■ **Exercise description**:
Take the listing below and output it exactly, with no images.

________________________

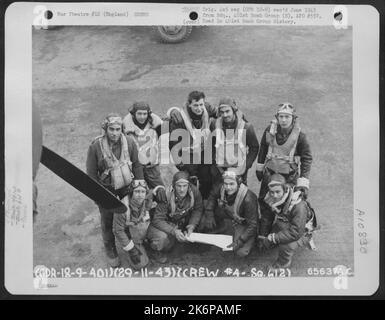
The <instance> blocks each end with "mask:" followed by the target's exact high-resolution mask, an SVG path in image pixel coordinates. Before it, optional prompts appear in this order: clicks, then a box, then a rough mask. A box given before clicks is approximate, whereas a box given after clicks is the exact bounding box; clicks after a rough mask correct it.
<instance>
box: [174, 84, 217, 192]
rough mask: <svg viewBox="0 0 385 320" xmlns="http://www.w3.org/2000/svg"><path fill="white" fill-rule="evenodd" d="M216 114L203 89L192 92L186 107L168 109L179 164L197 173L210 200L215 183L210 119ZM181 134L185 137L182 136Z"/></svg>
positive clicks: (200, 181)
mask: <svg viewBox="0 0 385 320" xmlns="http://www.w3.org/2000/svg"><path fill="white" fill-rule="evenodd" d="M216 115H217V110H216V108H215V107H212V106H211V105H210V104H208V103H207V102H205V94H204V93H203V92H200V91H193V92H190V94H189V95H188V98H187V103H186V104H185V106H184V108H181V109H179V108H171V109H169V110H168V112H167V116H168V117H169V119H170V124H169V130H170V144H169V147H170V151H171V154H172V157H173V159H174V162H175V164H176V167H177V169H178V170H180V171H187V172H188V173H189V174H190V176H191V177H194V176H195V177H196V178H197V179H198V182H199V190H200V192H201V195H202V197H203V199H207V197H208V195H209V193H210V190H211V185H212V181H211V175H210V168H211V164H212V148H211V141H210V139H211V133H210V122H211V119H212V118H215V117H216ZM178 129H182V130H178ZM180 133H183V134H184V135H181V134H180ZM180 137H182V140H180V139H179V138H180ZM183 138H185V139H183ZM186 138H187V139H186ZM178 139H179V140H178ZM178 144H181V145H180V146H181V148H180V149H177V148H174V147H177V145H178ZM180 151H181V153H182V158H183V159H186V161H183V160H182V161H180V160H177V158H178V157H179V154H180ZM205 157H206V159H205ZM183 162H184V163H183Z"/></svg>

________________________

■ **Written response**:
The <instance> blocks each end with "mask:" followed by the target's exact high-resolution mask, an SVG path in image pixel coordinates. Before it, optional prompts appear in this order: clicks, then a box, then a rough mask. A box given before clicks is approximate, whereas a box given after clicks is the exact bounding box; clicks after a rough mask correct it.
<instance>
box: [174, 84, 217, 192]
rough mask: <svg viewBox="0 0 385 320" xmlns="http://www.w3.org/2000/svg"><path fill="white" fill-rule="evenodd" d="M216 114L203 89L192 92L186 107L168 109L179 164L197 173L210 200L215 183L210 119ZM181 134L185 137L182 136Z"/></svg>
positive clicks: (200, 181)
mask: <svg viewBox="0 0 385 320" xmlns="http://www.w3.org/2000/svg"><path fill="white" fill-rule="evenodd" d="M216 115H217V110H216V108H215V107H212V106H211V105H210V104H208V103H207V102H205V94H204V93H203V92H200V91H193V92H190V94H189V95H188V98H187V103H186V104H185V106H184V108H181V109H179V108H171V109H169V110H168V112H167V116H168V117H169V119H170V124H169V130H170V144H169V147H170V151H171V154H172V157H173V159H174V162H175V164H176V167H177V169H178V170H180V171H187V172H188V173H189V174H190V176H191V177H194V176H195V177H196V178H197V179H198V182H199V190H200V192H201V195H202V197H203V199H207V197H208V195H209V193H210V190H211V185H212V181H211V175H210V168H211V164H212V148H211V141H210V139H211V133H210V122H211V119H212V118H215V117H216ZM178 129H182V130H178ZM180 133H183V134H184V135H181V134H180ZM180 137H182V140H180V139H179V138H180ZM183 138H185V139H183ZM186 138H187V139H186ZM178 139H179V140H178ZM178 144H181V145H180V146H181V148H180V149H177V148H174V147H177V145H178ZM180 151H181V153H182V158H183V159H186V161H183V160H182V161H180V160H177V158H178V157H179V154H180ZM205 157H206V159H205ZM183 162H184V163H183Z"/></svg>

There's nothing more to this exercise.